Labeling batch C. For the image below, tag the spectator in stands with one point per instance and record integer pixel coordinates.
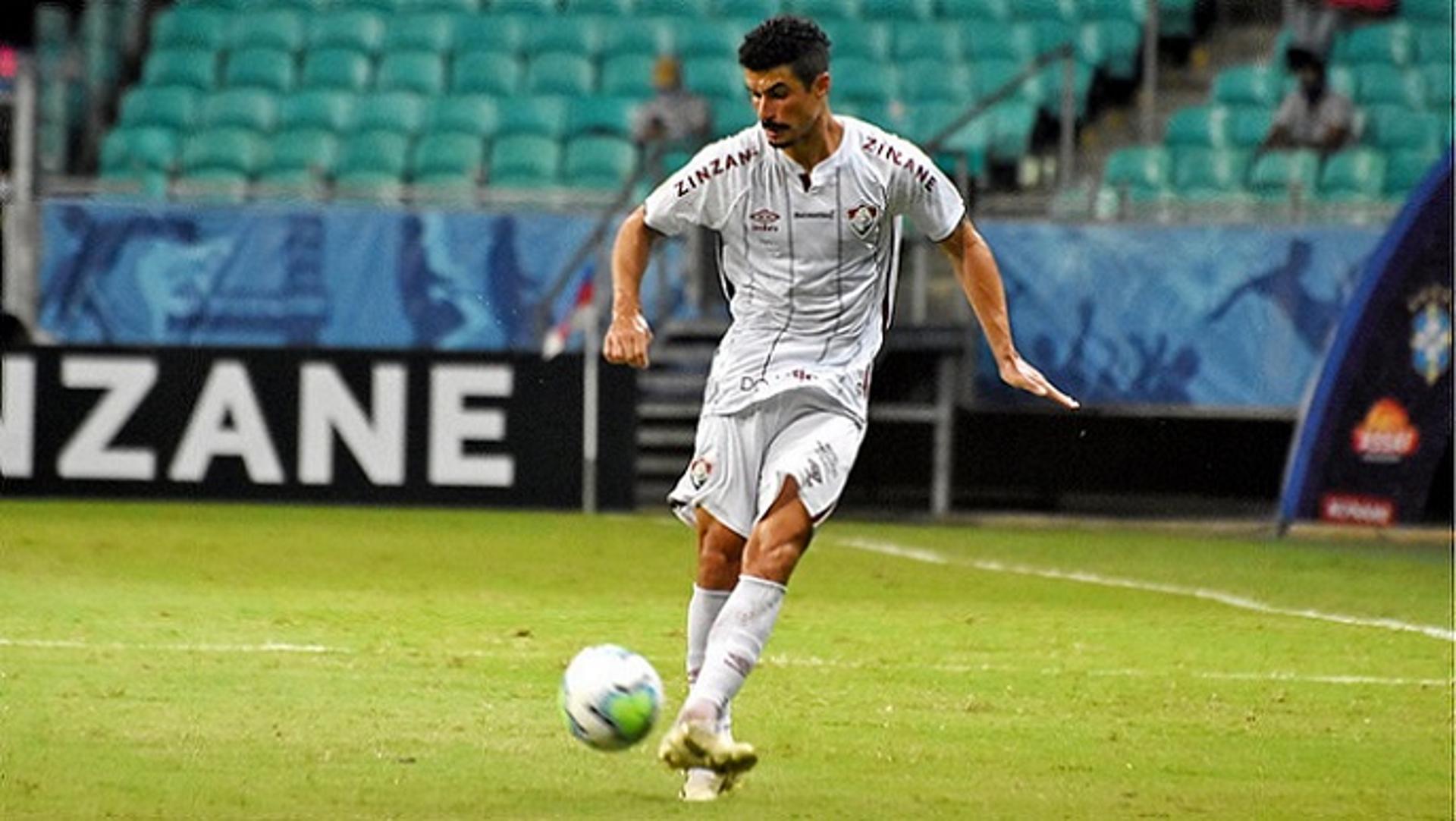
(1312, 115)
(676, 117)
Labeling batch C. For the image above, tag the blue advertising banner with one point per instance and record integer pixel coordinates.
(1228, 316)
(312, 277)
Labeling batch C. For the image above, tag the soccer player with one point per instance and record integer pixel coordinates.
(807, 207)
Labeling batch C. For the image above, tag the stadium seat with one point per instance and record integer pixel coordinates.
(165, 107)
(187, 28)
(755, 9)
(1405, 169)
(976, 12)
(1381, 85)
(1248, 127)
(337, 69)
(1199, 127)
(599, 162)
(1248, 87)
(525, 8)
(267, 30)
(541, 117)
(859, 80)
(140, 149)
(1351, 177)
(318, 109)
(1056, 11)
(1376, 42)
(441, 158)
(1141, 174)
(188, 68)
(827, 11)
(232, 150)
(858, 39)
(1282, 177)
(1209, 174)
(714, 76)
(492, 34)
(353, 28)
(431, 33)
(240, 108)
(525, 160)
(262, 69)
(896, 11)
(938, 82)
(400, 112)
(568, 36)
(628, 74)
(1111, 46)
(416, 71)
(560, 73)
(468, 114)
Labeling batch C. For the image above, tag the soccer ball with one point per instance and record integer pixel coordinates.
(610, 697)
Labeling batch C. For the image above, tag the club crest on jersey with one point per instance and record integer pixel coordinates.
(862, 220)
(764, 220)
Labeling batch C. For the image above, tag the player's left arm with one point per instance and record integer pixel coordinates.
(981, 280)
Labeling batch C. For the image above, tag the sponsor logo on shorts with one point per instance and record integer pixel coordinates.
(1386, 434)
(1356, 508)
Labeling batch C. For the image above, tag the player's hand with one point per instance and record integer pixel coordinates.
(628, 339)
(1018, 373)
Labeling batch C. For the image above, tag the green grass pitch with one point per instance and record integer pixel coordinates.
(237, 661)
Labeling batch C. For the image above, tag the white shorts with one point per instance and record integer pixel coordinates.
(742, 461)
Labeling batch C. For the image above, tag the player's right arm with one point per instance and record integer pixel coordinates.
(629, 335)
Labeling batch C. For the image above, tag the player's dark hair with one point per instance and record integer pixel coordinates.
(786, 41)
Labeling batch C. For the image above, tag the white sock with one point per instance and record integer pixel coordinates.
(734, 645)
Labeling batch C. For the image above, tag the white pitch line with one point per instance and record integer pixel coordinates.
(1228, 599)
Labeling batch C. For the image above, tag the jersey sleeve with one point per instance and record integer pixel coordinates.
(921, 191)
(685, 200)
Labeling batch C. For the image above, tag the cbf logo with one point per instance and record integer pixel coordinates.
(1432, 332)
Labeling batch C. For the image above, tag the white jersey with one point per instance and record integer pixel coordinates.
(810, 271)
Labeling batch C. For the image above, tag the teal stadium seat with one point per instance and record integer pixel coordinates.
(541, 117)
(488, 73)
(188, 68)
(976, 12)
(264, 69)
(354, 30)
(628, 74)
(568, 36)
(599, 162)
(897, 11)
(1197, 127)
(1250, 87)
(601, 115)
(1283, 177)
(268, 30)
(428, 31)
(168, 107)
(337, 69)
(400, 112)
(1354, 175)
(1209, 174)
(416, 71)
(525, 160)
(188, 28)
(1376, 42)
(466, 114)
(714, 77)
(318, 109)
(1141, 174)
(240, 108)
(232, 150)
(827, 11)
(561, 73)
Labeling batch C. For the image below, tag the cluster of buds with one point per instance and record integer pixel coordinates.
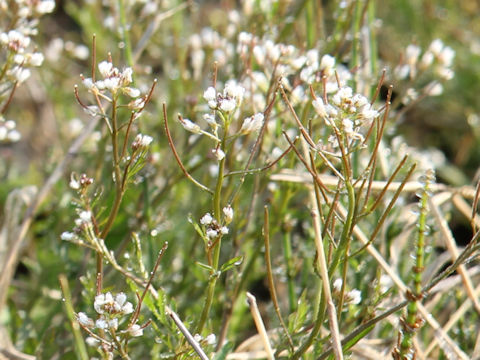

- - - - - - -

Extract exactly the lines from the one containing "Labeling batch C. For the image above, tag the white jersey" through the last line of the records above, both included, and leave out the pictures.

Labeling batch C. For the image above, tag the white jersey with one point per instance and record integer pixel coordinates.
(810, 271)
Labeling batch C. For the image above, tag the teal stadium seat with one point per instance and record integer pixel coordinates.
(541, 117)
(488, 73)
(188, 68)
(976, 12)
(264, 69)
(354, 30)
(628, 74)
(568, 36)
(599, 162)
(897, 11)
(1197, 127)
(1250, 87)
(601, 115)
(1283, 177)
(268, 30)
(428, 31)
(168, 107)
(337, 69)
(400, 112)
(1354, 175)
(1209, 174)
(416, 71)
(525, 160)
(188, 28)
(1376, 42)
(466, 114)
(714, 77)
(318, 109)
(1141, 174)
(240, 108)
(232, 150)
(827, 11)
(561, 73)
Labeling batch C. For the image below, tag the cluster of buds with one point per instance and record integer pixel coordinates.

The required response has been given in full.